*EXERCISE TASK*. Rewrite the lines from the one containing "Pick out the dirt patch" through the end of the items, replacing "instance" with "occurrence" and leaving everything else unchanged.

"""

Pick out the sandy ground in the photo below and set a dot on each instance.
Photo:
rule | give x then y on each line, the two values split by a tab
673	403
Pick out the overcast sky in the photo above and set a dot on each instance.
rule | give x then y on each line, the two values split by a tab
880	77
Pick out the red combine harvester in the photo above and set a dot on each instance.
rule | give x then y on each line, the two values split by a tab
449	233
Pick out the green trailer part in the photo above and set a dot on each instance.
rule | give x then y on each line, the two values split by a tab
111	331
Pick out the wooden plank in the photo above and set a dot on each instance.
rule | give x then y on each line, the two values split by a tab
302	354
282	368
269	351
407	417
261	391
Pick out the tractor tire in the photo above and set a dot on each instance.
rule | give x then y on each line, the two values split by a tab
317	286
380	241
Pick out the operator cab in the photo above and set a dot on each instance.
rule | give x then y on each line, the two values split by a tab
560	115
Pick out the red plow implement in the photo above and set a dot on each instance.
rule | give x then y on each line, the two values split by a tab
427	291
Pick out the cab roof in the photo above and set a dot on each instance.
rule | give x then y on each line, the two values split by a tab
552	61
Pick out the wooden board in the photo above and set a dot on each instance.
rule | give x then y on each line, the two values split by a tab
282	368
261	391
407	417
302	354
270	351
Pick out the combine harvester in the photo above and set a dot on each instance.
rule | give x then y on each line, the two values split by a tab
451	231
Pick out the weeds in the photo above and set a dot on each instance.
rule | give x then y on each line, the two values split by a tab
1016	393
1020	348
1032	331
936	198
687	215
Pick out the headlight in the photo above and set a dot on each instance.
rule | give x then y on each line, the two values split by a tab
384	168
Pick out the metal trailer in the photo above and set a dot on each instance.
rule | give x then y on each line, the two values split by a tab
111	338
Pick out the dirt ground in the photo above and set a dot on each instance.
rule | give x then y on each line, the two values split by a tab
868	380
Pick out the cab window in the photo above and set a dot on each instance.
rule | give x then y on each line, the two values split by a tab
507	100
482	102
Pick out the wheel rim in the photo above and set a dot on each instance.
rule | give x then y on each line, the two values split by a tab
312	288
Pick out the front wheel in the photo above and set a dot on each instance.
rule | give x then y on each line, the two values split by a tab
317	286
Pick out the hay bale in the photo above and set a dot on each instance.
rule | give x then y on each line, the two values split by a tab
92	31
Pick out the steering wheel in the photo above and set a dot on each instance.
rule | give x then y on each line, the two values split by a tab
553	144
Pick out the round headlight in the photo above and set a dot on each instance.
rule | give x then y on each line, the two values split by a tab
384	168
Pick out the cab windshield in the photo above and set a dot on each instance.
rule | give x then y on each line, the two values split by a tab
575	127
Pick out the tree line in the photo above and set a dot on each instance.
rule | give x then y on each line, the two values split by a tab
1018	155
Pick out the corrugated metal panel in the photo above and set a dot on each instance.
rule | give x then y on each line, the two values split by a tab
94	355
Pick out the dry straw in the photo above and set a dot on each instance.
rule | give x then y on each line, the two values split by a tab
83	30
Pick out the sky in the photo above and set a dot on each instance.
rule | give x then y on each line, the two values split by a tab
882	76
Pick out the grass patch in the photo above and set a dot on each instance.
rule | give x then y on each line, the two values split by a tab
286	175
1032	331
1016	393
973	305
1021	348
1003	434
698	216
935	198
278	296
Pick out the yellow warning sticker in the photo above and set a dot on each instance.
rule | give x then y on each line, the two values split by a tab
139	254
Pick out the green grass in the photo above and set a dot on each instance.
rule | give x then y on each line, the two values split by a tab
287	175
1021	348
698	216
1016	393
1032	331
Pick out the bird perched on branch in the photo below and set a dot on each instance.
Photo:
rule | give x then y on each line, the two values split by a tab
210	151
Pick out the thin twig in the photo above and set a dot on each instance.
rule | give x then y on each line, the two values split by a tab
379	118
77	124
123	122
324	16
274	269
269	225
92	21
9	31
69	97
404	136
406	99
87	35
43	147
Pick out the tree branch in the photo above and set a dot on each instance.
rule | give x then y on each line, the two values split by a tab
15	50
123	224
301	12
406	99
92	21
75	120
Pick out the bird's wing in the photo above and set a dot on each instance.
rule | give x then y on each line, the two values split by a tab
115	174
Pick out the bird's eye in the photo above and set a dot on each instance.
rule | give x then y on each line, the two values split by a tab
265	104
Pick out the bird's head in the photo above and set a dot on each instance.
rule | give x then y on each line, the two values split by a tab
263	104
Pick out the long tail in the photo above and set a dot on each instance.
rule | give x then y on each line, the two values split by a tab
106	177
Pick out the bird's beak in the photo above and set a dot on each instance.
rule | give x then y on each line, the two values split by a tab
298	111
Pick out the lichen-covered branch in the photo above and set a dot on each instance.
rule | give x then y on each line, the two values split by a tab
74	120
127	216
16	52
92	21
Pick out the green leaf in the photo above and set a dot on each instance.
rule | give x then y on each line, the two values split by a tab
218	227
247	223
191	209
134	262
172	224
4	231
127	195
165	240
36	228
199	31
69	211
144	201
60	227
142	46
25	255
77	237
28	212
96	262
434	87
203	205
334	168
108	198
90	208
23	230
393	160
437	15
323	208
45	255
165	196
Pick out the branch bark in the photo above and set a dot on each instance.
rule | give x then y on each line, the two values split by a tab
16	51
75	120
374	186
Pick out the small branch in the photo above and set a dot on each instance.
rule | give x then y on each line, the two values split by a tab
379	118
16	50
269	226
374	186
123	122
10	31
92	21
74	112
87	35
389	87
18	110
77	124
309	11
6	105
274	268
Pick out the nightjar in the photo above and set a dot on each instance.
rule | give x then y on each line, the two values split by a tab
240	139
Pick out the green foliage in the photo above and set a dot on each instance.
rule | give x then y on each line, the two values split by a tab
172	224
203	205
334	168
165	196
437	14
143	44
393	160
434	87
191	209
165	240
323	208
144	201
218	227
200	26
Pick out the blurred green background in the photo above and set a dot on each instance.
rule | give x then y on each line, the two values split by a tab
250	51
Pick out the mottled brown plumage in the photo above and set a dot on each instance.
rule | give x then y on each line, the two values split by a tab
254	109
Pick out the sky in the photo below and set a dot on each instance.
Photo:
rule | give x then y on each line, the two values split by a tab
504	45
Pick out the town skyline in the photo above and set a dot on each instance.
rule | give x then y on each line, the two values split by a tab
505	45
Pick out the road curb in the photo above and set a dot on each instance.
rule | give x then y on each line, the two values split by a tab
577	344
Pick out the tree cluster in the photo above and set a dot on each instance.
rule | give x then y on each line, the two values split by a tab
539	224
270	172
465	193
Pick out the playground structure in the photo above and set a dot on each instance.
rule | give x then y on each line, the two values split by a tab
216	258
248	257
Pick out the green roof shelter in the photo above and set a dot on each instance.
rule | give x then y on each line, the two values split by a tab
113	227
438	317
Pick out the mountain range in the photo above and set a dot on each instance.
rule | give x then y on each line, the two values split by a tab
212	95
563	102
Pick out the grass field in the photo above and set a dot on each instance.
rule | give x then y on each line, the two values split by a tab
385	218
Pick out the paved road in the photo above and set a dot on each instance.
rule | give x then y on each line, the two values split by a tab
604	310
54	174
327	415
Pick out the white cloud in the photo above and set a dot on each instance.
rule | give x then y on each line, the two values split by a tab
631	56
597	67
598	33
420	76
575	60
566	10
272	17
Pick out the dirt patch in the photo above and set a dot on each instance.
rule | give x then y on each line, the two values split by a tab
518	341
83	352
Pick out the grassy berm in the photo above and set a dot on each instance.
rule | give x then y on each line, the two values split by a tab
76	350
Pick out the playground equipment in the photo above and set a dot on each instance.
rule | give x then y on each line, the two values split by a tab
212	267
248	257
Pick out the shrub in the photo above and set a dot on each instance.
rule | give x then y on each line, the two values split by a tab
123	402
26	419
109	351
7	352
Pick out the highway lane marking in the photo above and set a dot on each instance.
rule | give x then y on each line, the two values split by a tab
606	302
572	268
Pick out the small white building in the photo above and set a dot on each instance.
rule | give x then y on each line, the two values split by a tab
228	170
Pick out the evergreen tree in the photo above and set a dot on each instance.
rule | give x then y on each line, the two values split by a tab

"""

*SOLUTION*.
Pick out the dirt patch in the photo above and set a dot on each occurrence.
rule | give x then y on each line, the two values split by a tab
518	341
83	352
Pick out the grassy berm in the photo above and set a dot on each occurrence.
rule | give x then y on each line, the two values split by a tab
76	350
Pick out the playground equipment in the photo above and set a dot on each occurrence.
rule | give x then y on each line, the two values split by a tab
212	267
248	257
Pick out the shrub in the photo above and set a dot on each occurrence.
rule | give x then y on each line, the two values split by a tab
123	402
26	419
109	351
7	352
Pick out the highway lane marking in the photo above and set a dot on each occurrence.
rule | give x then y on each line, the two values split by a tab
606	302
572	268
Pick out the small white building in the photo above and set a dot on each occurrence.
rule | give x then y on each line, the two values split by a tab
228	170
Pick out the evergreen tree in the photo above and set a dot on each occurrence.
rule | give x then y on each line, the two values split by a tab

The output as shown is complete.